- **Text excerpt**:
□ □ □ □ □ □ □

Helion Energy achieves 100m Degrees Celsius Fusion Fuel Temperature
Helion Energy, a clean electricity company committed to creating a new era of clean energy through fusion, today became the first private company to announce exceeding 100 million degrees Celsius in their 6th fusion generator prototype, Trenta.
Reaching this temperature is a critical engineering milestone as it is considered the ideal fuel temperature at which a commercial power plant would need to operate. Helion will be presenting these operational results at the 63rd Annual Meeting of the APS Division of Plasma Physics.
Helion also announced their Trenta prototype recently completed a 16-month testing campaign, which pushed fusion fuel performance to unprecedented levels and performed lifetime and reliability testing on key components of the fusion system. Helion will be presenting these results at the 2021 IEEE Pulsed Power Conference & Symposium on Fusion Engineering. See abstract below.

□ □ □ □ □ □ □

- **Exercise 1**:
In the Helion Energy announcement, what is the name of the company's 6th fusion generator prototype?
- **Exercise 2**:
List every number that appears in the body of the Helion Energy announcement, not counting the headline, in the form the announcement gives it.
- **Exercise 3**:
Continue the Helion Energy announcement from its last sentence.

□ □ □ □ □ □ □

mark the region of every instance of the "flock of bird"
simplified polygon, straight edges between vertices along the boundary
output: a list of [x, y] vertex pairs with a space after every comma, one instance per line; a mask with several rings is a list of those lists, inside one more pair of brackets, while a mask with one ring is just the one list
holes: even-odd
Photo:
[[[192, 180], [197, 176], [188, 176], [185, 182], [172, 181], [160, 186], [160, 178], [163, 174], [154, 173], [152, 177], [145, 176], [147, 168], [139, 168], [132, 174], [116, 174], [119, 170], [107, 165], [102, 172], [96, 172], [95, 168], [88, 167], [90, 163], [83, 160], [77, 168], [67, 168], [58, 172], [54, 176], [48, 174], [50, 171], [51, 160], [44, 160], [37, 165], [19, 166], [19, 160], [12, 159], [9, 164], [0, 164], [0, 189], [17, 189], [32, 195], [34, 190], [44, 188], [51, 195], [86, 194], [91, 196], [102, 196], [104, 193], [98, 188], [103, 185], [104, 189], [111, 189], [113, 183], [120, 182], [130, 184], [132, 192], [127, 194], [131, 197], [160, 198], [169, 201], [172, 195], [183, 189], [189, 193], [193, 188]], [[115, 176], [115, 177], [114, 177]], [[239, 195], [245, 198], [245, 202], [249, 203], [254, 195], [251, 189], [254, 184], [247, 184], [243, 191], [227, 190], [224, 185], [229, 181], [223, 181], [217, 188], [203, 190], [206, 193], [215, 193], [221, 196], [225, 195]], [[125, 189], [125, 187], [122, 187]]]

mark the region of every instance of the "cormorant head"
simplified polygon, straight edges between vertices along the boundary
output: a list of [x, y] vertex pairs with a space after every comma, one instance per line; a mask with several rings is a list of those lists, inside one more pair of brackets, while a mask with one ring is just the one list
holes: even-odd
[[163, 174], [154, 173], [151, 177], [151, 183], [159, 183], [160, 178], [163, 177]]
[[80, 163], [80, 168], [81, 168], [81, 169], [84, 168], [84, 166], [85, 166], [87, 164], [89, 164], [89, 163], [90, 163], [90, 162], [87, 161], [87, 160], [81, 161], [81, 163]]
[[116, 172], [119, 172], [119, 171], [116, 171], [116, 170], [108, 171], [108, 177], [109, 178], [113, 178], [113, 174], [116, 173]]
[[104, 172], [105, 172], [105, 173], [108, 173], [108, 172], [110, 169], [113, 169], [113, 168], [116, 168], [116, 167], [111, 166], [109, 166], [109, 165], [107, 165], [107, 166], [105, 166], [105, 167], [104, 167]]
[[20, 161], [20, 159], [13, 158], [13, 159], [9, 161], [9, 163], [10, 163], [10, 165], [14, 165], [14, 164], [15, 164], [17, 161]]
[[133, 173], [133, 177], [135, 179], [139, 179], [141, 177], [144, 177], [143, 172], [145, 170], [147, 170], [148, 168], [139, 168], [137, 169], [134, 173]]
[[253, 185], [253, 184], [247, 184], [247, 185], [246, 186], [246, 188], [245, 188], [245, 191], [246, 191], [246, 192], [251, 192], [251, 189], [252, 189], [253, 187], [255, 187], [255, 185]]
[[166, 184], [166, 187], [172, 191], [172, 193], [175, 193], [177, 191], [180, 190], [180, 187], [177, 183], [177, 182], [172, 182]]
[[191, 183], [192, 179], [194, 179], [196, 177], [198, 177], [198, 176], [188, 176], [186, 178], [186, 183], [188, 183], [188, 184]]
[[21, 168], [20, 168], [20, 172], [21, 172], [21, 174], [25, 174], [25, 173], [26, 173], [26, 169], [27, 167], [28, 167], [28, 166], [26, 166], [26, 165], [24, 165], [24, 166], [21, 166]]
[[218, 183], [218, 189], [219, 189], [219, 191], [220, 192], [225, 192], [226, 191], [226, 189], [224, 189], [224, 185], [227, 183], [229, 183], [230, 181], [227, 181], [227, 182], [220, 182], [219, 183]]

□ □ □ □ □ □ □

- **Written answer 1**:
Trenta

- **Written answer 2**:
100 million, 6th, 63rd, 16-month, 2021

- **Written answer 3**:
Reaching these temperatures and confirming system reliability are vital milestones that validate Helion’s plans to develop a cost-effective, zero-carbon electrical power plant using its unique pulsed, non-ignition-fusion device.
“These achievements represent breakthroughs with major implications for how the world meets its expanding future electricity needs while dramatically reducing climate impact on a relevant timescale,” said Dr. David Kirtley, Founder and CEO of Helion Energy.
By applying proven and patented technologies, Helion is working towards building the world’s first commercially-viable fusion power plant which runs on a fuel that can be derived from water. Their zero-carbon solution is capable of low-cost 24/7 power generation that replaces the energy sources the world currently relies on, enabling a future with limitless, reliable and affordable clean electricity.
Helion Energy’s Trenta prototype merged and compressed high-Beta Field Reversed Configuration (FRC) deuterium plasmas to fusion conditions, reaching 9 keV total bulk plasma temperatures with operation above 8 keV ion temperature and 1 keV electron temperature. Extensive calibrated chords of x-ray spectroscopy, 1055 nm interferometry, Bremsstrahlung optical emission detectors, and a wide array of magnetic separatrix and neutron diagnostics confirm extended and repeatable FRC operation at thermonuclear fusion conditions.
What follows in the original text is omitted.